>> begin Data provided

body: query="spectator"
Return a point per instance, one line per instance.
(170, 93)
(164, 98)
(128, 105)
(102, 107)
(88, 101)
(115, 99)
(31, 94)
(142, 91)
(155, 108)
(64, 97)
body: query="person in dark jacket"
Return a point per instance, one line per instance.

>> end Data provided

### Stated exercise
Return each line of the records that contains the word "body".

### Solved exercise
body: query="spectator"
body: query="person in dark jacket"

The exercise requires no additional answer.